- _WHAT YOU WILL DO_: Please copy each line of the records below that includes the word "horizon".

- _DATA UNDER STUDY_:
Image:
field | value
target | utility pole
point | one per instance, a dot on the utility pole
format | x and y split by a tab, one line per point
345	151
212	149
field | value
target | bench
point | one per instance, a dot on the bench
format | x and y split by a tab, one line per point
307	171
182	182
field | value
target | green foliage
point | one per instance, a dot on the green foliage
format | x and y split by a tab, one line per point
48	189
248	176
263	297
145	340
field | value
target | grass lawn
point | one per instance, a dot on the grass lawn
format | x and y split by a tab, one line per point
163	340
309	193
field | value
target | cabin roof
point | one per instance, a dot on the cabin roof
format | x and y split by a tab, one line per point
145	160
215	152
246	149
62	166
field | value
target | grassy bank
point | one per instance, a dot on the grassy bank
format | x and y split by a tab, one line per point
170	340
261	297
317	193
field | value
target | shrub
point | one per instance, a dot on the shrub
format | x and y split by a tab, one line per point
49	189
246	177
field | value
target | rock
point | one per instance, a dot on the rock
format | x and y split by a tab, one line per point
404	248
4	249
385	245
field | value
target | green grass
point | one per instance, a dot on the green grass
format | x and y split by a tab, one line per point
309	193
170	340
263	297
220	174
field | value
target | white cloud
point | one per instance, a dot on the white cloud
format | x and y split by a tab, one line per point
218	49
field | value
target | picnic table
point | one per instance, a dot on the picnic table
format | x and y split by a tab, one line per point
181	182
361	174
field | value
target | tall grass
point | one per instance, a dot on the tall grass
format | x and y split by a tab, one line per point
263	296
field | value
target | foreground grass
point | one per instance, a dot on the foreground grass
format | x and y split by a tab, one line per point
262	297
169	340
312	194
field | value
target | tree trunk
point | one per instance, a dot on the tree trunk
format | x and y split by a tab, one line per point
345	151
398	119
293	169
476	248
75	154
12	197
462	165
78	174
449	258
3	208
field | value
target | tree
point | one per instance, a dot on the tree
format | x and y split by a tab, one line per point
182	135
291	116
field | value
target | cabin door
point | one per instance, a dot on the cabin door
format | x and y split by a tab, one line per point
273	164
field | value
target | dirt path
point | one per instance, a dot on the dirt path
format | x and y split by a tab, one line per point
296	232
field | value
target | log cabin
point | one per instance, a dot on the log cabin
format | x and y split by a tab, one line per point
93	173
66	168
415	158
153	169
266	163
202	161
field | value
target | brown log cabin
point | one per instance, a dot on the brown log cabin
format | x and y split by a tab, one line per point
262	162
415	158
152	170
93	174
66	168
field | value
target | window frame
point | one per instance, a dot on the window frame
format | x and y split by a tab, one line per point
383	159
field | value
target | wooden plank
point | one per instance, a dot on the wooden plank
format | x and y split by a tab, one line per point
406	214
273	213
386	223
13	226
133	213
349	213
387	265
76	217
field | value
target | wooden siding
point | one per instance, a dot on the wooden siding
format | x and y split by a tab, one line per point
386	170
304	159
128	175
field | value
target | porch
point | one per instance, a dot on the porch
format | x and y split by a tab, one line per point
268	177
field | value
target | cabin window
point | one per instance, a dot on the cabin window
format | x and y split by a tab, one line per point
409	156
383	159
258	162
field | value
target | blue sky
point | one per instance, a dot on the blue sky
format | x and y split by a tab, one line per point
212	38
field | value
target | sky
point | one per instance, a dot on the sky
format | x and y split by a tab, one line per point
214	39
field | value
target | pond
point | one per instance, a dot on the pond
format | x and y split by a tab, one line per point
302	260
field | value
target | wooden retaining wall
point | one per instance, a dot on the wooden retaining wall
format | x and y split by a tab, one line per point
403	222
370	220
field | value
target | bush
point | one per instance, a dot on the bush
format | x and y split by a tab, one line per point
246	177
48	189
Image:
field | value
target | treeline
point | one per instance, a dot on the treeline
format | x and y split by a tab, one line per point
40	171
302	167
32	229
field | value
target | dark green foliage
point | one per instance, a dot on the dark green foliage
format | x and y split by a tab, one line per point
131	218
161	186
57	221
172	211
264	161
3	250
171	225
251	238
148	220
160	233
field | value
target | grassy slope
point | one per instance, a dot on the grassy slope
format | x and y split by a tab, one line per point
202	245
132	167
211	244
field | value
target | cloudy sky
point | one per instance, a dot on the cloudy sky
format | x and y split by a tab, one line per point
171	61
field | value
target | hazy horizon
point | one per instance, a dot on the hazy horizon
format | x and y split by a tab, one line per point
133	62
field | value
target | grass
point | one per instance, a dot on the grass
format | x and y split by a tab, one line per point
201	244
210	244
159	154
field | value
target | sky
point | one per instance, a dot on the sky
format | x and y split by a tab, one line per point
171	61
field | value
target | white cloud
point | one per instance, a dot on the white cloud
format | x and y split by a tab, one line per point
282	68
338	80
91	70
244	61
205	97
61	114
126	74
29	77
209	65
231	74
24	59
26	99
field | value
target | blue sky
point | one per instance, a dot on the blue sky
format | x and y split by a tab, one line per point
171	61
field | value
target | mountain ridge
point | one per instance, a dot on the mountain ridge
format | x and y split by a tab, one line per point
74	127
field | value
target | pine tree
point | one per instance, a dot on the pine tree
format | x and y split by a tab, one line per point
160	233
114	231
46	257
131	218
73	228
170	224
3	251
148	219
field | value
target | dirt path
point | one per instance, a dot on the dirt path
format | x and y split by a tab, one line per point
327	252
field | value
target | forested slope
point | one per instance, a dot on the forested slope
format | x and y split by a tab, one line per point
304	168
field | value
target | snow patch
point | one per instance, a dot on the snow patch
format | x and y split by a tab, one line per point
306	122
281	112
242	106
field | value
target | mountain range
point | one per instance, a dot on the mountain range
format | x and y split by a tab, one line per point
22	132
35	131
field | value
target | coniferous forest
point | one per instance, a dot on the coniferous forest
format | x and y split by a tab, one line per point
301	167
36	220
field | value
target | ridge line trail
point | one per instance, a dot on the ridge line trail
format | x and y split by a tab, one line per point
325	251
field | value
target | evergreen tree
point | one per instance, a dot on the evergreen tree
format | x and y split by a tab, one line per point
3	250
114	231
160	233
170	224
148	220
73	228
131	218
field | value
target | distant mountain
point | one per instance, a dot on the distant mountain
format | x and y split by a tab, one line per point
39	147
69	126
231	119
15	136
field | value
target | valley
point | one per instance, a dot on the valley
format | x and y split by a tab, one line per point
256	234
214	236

- _RESPONSE BELOW_:
target | hazy horizon
point | one per instance, a dot on the hazy horizon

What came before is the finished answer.